# Your assignment
A complete and exact copy of the entries below is the expected result.

# Recorded data
++++++++

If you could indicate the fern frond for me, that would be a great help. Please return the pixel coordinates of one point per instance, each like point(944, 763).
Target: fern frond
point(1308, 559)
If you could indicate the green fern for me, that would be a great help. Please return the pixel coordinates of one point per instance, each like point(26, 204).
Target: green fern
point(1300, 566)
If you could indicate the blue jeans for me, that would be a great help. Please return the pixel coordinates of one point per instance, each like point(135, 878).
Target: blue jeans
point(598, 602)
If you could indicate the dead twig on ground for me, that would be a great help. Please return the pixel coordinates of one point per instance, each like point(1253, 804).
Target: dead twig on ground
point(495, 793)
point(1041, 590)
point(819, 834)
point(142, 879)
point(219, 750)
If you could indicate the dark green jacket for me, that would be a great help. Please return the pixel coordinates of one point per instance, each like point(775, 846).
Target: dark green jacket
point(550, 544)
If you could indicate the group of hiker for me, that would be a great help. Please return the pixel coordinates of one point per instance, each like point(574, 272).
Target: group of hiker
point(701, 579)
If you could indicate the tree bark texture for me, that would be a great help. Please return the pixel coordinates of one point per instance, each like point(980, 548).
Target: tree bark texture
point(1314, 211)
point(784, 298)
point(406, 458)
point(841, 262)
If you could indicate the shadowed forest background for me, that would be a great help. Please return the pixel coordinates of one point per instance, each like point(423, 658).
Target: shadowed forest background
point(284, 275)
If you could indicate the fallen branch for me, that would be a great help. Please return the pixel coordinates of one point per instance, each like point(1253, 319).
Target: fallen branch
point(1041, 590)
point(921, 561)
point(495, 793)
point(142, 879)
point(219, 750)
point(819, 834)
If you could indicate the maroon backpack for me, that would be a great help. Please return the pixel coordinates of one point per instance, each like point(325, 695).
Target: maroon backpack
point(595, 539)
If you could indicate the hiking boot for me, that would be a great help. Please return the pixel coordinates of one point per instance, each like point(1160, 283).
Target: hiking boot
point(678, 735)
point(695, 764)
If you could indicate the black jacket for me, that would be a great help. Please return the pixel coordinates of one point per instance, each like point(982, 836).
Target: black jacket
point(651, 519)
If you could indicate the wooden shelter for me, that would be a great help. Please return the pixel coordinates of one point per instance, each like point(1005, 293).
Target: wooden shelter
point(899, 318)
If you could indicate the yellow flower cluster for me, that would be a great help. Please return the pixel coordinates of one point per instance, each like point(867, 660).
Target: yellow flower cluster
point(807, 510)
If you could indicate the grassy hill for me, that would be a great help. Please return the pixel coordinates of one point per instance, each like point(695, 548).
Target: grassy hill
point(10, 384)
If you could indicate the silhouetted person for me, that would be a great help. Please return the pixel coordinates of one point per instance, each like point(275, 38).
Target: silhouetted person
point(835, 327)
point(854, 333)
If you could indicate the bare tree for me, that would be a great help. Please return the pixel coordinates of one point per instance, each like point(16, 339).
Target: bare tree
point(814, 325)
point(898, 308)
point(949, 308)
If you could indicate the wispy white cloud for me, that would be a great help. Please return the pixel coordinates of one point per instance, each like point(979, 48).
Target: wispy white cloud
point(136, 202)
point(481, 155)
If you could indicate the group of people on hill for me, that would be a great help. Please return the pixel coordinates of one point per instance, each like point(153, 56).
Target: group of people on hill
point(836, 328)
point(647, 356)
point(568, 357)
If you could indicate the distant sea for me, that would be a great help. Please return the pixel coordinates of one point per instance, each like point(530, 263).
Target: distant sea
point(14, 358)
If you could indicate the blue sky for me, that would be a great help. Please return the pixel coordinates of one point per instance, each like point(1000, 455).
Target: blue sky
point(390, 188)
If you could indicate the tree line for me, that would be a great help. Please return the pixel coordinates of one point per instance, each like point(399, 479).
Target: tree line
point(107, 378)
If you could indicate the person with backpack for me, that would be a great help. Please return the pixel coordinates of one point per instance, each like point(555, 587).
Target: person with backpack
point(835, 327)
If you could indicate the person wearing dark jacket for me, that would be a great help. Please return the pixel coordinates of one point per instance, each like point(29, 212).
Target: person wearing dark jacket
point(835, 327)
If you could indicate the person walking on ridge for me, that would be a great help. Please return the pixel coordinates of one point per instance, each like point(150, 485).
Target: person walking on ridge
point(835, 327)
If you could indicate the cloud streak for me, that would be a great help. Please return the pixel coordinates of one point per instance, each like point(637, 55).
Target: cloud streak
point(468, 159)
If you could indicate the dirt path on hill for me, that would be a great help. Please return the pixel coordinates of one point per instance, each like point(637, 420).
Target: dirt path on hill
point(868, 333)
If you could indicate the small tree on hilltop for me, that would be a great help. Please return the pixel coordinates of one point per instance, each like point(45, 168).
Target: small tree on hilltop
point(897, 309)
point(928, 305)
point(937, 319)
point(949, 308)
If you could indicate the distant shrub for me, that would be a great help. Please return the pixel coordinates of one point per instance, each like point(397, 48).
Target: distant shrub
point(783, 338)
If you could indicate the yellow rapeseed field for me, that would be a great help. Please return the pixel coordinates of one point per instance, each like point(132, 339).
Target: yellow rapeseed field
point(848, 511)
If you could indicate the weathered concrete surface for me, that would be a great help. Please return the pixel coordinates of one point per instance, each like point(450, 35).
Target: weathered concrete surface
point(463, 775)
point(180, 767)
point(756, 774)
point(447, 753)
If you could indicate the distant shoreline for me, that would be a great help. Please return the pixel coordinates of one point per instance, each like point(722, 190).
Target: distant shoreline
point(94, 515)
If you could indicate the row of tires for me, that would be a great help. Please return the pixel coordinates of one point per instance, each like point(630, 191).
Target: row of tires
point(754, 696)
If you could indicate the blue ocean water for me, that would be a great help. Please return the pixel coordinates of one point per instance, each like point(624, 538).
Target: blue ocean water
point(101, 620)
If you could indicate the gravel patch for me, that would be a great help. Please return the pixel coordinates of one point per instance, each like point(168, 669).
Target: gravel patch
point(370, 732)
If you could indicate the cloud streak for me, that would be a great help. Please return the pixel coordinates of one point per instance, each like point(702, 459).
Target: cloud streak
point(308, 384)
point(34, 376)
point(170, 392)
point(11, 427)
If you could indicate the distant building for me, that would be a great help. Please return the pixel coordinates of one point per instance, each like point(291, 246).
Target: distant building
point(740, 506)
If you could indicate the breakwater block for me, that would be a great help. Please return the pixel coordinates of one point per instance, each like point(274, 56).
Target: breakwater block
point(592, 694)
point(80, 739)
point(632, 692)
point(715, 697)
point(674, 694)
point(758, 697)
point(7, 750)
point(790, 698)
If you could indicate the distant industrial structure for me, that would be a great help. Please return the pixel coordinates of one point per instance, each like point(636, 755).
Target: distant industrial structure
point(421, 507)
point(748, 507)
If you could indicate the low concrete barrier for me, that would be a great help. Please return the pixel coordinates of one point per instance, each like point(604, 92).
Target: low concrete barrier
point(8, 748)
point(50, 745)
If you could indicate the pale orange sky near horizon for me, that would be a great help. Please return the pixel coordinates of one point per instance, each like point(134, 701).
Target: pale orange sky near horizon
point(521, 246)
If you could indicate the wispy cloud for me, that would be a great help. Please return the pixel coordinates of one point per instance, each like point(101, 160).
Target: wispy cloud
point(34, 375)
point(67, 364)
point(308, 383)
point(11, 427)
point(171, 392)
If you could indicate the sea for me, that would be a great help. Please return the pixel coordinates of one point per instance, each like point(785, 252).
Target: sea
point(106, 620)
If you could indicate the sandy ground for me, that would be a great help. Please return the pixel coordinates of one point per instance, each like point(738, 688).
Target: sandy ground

++++++++

# Result
If you could indicate the fern frond for me, that would be a great help. Please return the pixel coordinates of one point per instance, each like point(944, 763).
Target: fern frond
point(1308, 559)
If you could indicate the green fern for me, that would be a great help. Please return the pixel coordinates of one point per instance, each like point(26, 204).
Target: green fern
point(1300, 566)
If you could indicate the blue jeans for me, that would be a great help. Please return the pixel coordinates of one point per instance, each like point(135, 878).
Target: blue jeans
point(598, 602)
If you could indicate the dead twig on ground for me, that would be a great help. Please return the pixel coordinates of one point per instance, each like point(1253, 804).
Target: dead twig on ground
point(495, 793)
point(1041, 590)
point(819, 834)
point(142, 879)
point(219, 750)
If you could indicate the dark green jacket for me, that would be a great help. Please return the pixel coordinates of one point per instance, each like point(775, 846).
Target: dark green jacket
point(550, 544)
If you could indicate the group of hiker for me, that would be a great help. Please return the pixel coordinates of one point per instance, each like point(574, 272).
Target: group of hiker
point(701, 579)
If you could indicate the tree bark texture for me, that would be a great help. Please return the pixel coordinates of one point per instance, each like point(980, 548).
Target: tree bark texture
point(1314, 211)
point(784, 298)
point(406, 458)
point(841, 262)
If you could indicate the shadowed forest background for me, that would be a great help. Please return the pixel coordinates of one point per instance, each like point(423, 658).
Target: shadowed forest background
point(284, 275)
If you could indicate the fallen branch for me, that would be a great help. Please return the pixel coordinates of one point per instance, each like point(1253, 319).
Target: fallen branch
point(1041, 590)
point(921, 561)
point(495, 793)
point(142, 879)
point(219, 750)
point(819, 834)
If you could indicate the maroon backpack for me, that would be a great help. Please return the pixel coordinates of one point per instance, each like point(325, 695).
Target: maroon backpack
point(595, 539)
If you could indicate the hiking boot for me, that would be a great help. Please return the pixel coordinates of one point per instance, each like point(1160, 283).
Target: hiking boot
point(678, 735)
point(695, 764)
If you could indicate the black jacket for me, that would be a great help. Please return the pixel coordinates of one point per instance, each like point(982, 836).
Target: black jacket
point(651, 519)
If you could indicate the wooden shelter for me, that would be a great help. Please return the pixel coordinates of one point per instance, each like point(1005, 293).
Target: wooden shelter
point(899, 318)
If you could indicate the yellow flower cluster for me, that would be a great help. Please return the pixel coordinates of one point per instance, each like point(867, 660).
Target: yellow flower cluster
point(807, 510)
If you could indicate the grassy hill for me, that would be a great help. Please return the pixel coordinates of one point per instance, each like point(695, 548).
Target: grassy hill
point(10, 384)
If you could indicate the silhouetted person for me, that would be a great help. Please return the pixel coordinates of one point per instance, each like point(275, 38).
Target: silhouetted person
point(835, 327)
point(854, 333)
If you could indicate the bare tree for me, that would be a great help. Please return the pixel coordinates of one point per instance, each like point(16, 339).
Target: bare tree
point(814, 325)
point(898, 308)
point(949, 308)
If you could indicate the wispy white cloud for me, that would be a great help. Please return the pixel coordinates of one point per instance, each like point(979, 48).
Target: wispy white cloud
point(136, 202)
point(481, 155)
If you could indicate the group of people on hill for me, that would be a great help. Please return the pixel coordinates of one point per instance, each like point(153, 56).
Target: group of people on hill
point(836, 328)
point(647, 356)
point(568, 357)
If you could indicate the distant sea for me, that would be a great help. Please return the pixel coordinates of one point per instance, each like point(530, 263).
Target: distant sea
point(14, 358)
If you could indicate the blue sky for me, that would be a great help. Please return the pixel coordinates of one point per instance, each like point(1000, 455).
Target: blue sky
point(390, 188)
If you could indicate the tree line for me, that would be a great help. Please return the pixel coordinates of one point per instance, each like point(399, 479).
Target: tree line
point(107, 378)
If you could indicate the person with backpack for me, that would be a great help. Please return the pixel coordinates of one point per instance, each like point(555, 587).
Target: person with backpack
point(835, 327)
If you could indicate the person wearing dark jacket for me, that would be a great help. Please return the pixel coordinates of one point per instance, each like point(29, 212).
Target: person wearing dark jacket
point(835, 327)
If you could indicate the person walking on ridge for me, that would be a great help. Please return the pixel coordinates of one point per instance, each like point(150, 485).
Target: person walking on ridge
point(835, 327)
If you could indicate the cloud streak for me, that would be a great help. Please return the pixel coordinates of one point per instance, each like point(637, 55).
Target: cloud streak
point(468, 159)
If you could indicate the dirt path on hill for me, that would be a great help. Please return the pixel coordinates of one point per instance, each like point(637, 420).
Target: dirt path on hill
point(868, 333)
If you could indicate the small tree on hilltop for me, that would be a great help. Please return the pixel coordinates of one point per instance, each like point(45, 168).
Target: small tree on hilltop
point(897, 309)
point(928, 305)
point(937, 319)
point(949, 308)
If you could indicate the distant shrub for me, that would be a great help. Please return the pixel coordinates of one point per instance, each like point(397, 48).
Target: distant shrub
point(783, 338)
If you could indicate the yellow rapeseed field for me, that would be a great help. Please return the pixel coordinates of one point per instance, each like point(132, 339).
Target: yellow rapeseed field
point(848, 511)
If you could indicate the weathered concrete surface for me, that would be a great help. Please return the pixel coordinates of one point per instance, each like point(450, 35).
Target: weathered concrete surface
point(463, 775)
point(180, 767)
point(756, 774)
point(447, 753)
If you could indicate the distant shoreline for me, that would be a great help. Please return the pixel coordinates of one point per instance, each like point(722, 190).
Target: distant shoreline
point(94, 515)
If you could indicate the row of tires for me, that would be a great help. Please return the pixel coordinates of one point per instance, each like point(630, 191).
Target: row of tires
point(754, 696)
If you could indicate the blue ocean water for me, that would be a great help. Please return the pixel coordinates of one point per instance, each like point(624, 538).
Target: blue ocean water
point(101, 620)
If you could indicate the gravel patch for me, that would be a great help. Please return the pixel coordinates of one point per instance, each like point(168, 669).
Target: gravel patch
point(370, 732)
If you could indicate the cloud streak for me, that would be a great help. Please return the pixel coordinates of one point per instance, each like point(702, 459).
Target: cloud streak
point(308, 384)
point(34, 376)
point(170, 392)
point(11, 427)
If you could indicate the distant building for me, that would be a great help. Please return the pixel coordinates of one point per instance, each like point(291, 246).
Target: distant building
point(740, 506)
If you could indicate the breakwater block for me, that would be a great help. Please return the pixel coordinates of one point per instance, each like point(274, 56).
Target: breakwater block
point(592, 694)
point(80, 739)
point(632, 692)
point(715, 697)
point(674, 694)
point(758, 697)
point(7, 750)
point(790, 698)
If you could indicate the distant industrial structure for me, that would be a great help. Please return the pixel coordinates of one point per instance, each like point(636, 755).
Target: distant industrial structure
point(421, 507)
point(748, 507)
If you could indicate the low concrete barrier for me, that would be a great help. Please return the pixel coordinates of one point per instance, each like point(604, 92).
Target: low concrete barrier
point(8, 748)
point(50, 745)
If you could indicate the pale orange sky near horizon for me, that would be a great help. Please return the pixel coordinates of one point per instance, each like point(134, 701).
Target: pale orange sky near horizon
point(521, 246)
If you could indicate the wispy cloud for me, that would be a great help. Please return the pixel coordinates of one point per instance, each like point(101, 160).
Target: wispy cloud
point(34, 375)
point(67, 364)
point(308, 383)
point(11, 427)
point(171, 392)
If you could indicate the sea for me, that would be a great help. Please return the pixel coordinates of one point per instance, each like point(785, 252).
Target: sea
point(106, 620)
If you could indicate the sandy ground for me, that would be a great help. Please return the pixel coordinates of one point per instance, each like point(738, 688).
Target: sandy ground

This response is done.